* [DIRECTIONS]: Reproduce the material below word for word, from the line containing "Pick out each instance of the rock face" through the line containing "x=321 y=650", with both of those lines included. Omit any pictures from your reply.

* [Pointing dataset excerpts]:
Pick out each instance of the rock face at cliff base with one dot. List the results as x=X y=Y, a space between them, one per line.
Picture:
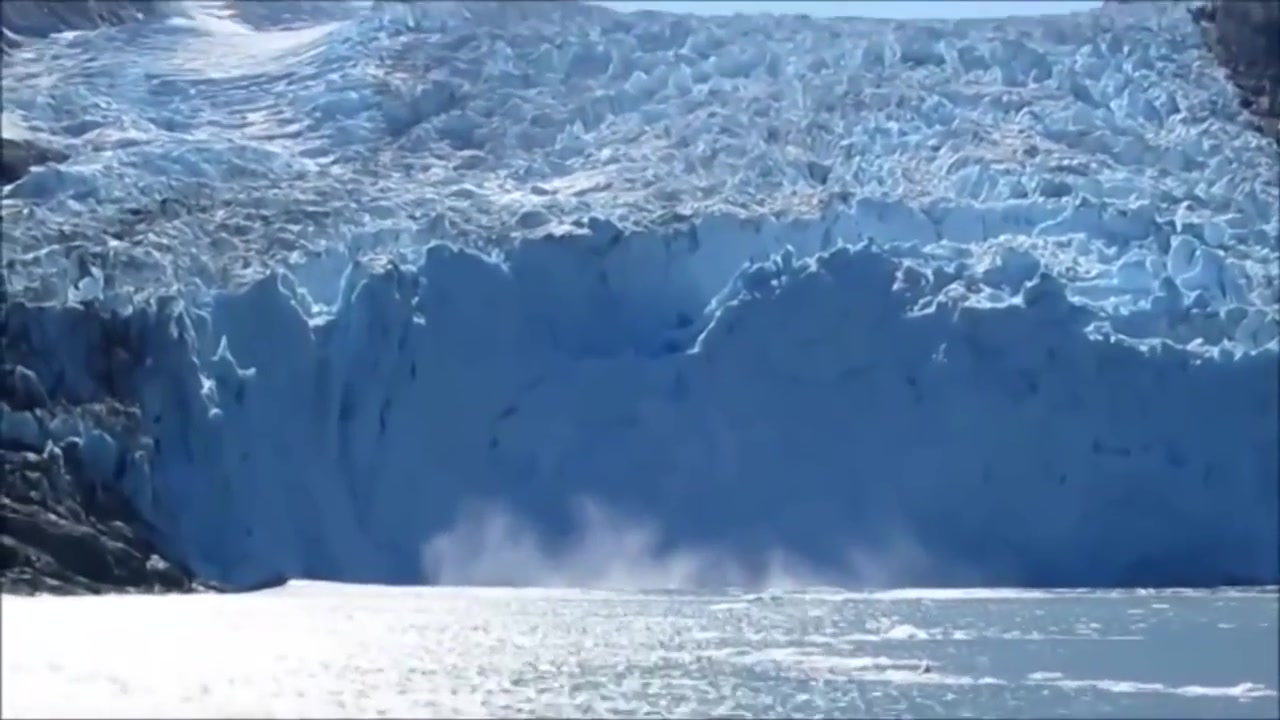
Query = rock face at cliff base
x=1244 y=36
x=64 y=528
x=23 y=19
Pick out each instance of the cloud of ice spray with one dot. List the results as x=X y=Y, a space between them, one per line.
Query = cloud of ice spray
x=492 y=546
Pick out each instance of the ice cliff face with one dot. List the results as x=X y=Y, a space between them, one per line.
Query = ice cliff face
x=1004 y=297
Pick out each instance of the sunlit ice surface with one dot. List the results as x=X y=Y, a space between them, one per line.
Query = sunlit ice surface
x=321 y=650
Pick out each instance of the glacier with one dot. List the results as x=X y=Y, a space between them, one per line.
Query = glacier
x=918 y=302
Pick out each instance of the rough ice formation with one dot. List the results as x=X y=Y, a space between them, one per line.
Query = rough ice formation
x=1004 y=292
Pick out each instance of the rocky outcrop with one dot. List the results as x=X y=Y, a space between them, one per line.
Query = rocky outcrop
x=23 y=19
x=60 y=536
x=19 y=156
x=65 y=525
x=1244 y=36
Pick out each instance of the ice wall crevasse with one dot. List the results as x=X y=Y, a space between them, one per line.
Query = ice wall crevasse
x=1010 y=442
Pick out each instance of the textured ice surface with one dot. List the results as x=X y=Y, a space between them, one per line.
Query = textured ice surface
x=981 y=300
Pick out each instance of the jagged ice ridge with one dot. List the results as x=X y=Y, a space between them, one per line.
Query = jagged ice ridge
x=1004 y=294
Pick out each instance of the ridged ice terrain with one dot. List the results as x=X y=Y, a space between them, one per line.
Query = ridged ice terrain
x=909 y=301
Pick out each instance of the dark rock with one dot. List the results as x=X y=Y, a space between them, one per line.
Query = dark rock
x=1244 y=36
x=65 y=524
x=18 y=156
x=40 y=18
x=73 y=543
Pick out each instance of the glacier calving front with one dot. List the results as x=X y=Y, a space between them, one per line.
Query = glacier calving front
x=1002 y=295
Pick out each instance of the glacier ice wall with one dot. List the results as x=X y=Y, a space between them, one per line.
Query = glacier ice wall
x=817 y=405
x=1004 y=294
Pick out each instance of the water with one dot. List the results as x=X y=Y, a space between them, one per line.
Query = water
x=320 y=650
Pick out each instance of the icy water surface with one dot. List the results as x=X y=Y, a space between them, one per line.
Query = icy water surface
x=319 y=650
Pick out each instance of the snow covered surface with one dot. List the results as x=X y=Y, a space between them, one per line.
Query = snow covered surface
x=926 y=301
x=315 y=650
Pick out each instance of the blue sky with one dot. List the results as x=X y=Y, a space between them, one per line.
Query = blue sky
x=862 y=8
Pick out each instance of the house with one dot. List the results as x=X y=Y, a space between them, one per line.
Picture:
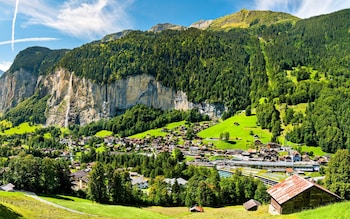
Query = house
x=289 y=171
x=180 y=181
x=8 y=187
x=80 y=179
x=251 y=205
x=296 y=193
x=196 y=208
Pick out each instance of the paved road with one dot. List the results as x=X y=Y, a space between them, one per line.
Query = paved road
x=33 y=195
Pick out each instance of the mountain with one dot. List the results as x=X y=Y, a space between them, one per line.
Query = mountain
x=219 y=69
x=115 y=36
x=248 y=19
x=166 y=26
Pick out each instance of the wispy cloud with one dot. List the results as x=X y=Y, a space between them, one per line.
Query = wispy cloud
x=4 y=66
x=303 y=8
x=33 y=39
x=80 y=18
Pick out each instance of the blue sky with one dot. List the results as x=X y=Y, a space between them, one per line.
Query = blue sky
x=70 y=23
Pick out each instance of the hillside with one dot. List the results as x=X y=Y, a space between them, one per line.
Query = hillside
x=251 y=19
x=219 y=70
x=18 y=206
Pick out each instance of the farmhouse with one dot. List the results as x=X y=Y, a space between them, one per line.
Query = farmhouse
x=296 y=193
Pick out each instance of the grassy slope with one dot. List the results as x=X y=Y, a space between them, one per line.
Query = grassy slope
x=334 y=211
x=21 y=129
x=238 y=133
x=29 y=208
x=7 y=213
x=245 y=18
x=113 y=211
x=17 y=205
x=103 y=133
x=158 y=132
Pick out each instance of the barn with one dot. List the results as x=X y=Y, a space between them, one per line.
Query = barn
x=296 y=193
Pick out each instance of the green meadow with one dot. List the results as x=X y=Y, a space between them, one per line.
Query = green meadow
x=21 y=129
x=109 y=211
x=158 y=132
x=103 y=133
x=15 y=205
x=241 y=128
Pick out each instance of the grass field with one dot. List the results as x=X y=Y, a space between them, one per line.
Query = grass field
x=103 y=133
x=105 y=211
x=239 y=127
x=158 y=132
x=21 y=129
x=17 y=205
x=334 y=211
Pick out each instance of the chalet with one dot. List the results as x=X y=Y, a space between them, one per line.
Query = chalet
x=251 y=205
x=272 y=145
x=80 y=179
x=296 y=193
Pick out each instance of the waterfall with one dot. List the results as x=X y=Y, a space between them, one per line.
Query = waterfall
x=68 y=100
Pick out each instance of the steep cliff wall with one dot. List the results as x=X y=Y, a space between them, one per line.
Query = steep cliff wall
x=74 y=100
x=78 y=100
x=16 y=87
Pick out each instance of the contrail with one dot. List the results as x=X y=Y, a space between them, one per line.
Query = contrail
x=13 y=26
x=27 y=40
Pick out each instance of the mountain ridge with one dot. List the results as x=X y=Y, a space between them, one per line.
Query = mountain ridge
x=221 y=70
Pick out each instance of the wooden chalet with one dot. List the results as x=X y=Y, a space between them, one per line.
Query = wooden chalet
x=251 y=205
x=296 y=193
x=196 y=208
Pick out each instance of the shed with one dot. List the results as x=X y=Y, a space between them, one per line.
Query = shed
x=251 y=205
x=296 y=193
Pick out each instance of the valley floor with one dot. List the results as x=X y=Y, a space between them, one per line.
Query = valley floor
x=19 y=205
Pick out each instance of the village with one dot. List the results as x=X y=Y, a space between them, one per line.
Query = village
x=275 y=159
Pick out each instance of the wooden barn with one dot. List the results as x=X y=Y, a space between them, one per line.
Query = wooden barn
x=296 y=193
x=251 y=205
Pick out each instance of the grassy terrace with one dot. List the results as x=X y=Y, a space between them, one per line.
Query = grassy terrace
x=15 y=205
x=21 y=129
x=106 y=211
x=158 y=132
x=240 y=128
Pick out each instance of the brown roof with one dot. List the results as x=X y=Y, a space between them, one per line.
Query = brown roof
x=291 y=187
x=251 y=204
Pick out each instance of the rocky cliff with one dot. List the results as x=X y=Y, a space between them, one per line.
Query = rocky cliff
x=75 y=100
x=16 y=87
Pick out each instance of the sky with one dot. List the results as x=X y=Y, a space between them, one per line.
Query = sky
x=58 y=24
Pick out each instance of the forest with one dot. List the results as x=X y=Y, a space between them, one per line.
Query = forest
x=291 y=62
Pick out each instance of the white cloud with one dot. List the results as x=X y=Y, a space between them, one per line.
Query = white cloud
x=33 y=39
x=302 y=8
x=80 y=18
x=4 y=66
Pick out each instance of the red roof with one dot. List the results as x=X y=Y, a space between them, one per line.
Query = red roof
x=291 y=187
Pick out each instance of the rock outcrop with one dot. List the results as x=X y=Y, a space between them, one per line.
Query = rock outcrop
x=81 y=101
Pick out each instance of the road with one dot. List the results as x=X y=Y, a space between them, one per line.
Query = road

...

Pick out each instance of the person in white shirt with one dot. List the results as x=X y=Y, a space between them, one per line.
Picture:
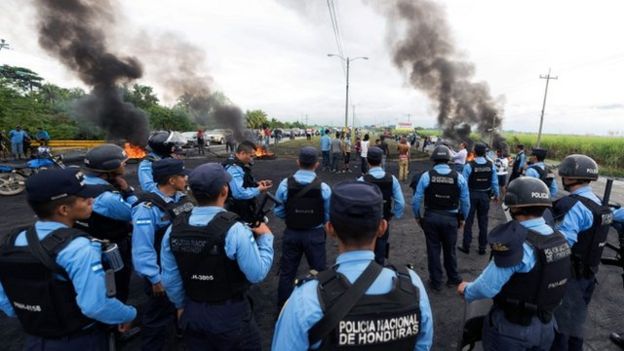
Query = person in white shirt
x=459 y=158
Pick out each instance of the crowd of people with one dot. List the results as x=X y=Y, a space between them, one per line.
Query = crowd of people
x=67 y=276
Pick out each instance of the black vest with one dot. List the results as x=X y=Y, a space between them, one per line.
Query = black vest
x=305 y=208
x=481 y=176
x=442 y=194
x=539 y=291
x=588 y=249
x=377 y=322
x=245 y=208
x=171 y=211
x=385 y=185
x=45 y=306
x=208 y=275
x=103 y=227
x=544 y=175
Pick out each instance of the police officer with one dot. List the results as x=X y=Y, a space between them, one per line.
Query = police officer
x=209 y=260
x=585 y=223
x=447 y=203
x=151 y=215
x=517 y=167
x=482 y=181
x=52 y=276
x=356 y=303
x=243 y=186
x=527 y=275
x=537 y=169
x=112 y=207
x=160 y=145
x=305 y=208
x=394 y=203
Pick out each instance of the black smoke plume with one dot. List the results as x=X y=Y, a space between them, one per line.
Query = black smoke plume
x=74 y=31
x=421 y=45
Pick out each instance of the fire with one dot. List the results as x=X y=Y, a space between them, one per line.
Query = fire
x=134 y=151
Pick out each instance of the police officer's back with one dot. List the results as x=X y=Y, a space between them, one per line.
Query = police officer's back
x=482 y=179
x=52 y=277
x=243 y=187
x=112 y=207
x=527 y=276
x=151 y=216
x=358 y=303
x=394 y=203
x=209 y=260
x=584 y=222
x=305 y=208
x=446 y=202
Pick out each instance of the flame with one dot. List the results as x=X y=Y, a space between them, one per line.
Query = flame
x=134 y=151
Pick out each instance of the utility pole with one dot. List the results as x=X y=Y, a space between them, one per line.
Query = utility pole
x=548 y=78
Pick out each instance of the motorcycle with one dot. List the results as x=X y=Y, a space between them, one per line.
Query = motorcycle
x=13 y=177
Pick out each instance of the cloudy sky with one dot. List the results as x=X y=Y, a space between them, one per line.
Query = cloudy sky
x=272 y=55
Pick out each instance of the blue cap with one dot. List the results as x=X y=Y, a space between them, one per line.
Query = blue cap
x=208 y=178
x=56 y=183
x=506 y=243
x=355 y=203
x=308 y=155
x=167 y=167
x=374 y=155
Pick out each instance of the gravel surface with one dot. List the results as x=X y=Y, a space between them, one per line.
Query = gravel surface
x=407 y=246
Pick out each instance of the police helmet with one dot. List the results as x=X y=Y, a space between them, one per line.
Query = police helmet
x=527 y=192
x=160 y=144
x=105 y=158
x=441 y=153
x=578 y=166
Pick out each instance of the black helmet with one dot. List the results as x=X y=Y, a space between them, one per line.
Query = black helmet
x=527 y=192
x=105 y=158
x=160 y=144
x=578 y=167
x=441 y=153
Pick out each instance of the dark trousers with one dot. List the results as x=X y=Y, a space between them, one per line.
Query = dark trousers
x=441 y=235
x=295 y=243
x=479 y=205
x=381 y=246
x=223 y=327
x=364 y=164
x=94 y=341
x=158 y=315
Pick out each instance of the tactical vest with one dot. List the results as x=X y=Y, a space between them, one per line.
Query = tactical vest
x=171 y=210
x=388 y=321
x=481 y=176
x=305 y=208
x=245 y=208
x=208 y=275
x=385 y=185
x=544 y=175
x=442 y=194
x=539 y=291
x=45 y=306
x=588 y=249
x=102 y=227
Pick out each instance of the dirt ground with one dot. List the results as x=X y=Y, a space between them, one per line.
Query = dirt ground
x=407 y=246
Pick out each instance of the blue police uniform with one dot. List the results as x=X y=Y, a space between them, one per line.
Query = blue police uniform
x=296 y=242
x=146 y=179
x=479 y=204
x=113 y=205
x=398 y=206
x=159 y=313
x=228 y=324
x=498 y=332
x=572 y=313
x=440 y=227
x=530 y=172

* [THE RESULT]:
Pick out each instance of the rock face at cliff base with one dot. List the results as x=X y=Y, a space between them, one per line.
Picture:
Query = rock face at cliff base
x=1244 y=36
x=64 y=528
x=23 y=19
Pick out each instance of the cloud of ice spray with one dot. List the results as x=X y=Y, a space between them, one per line.
Query = cloud of ice spray
x=492 y=546
Pick out each instance of the ice cliff face with one dot. List the results as x=X y=Y, a space between them, one per line.
Query = ice cliff face
x=1004 y=297
Pick out each instance of the sunlit ice surface with one dot. List the results as x=X y=Y, a space between them, one per line.
Query = sunlit ice surface
x=321 y=650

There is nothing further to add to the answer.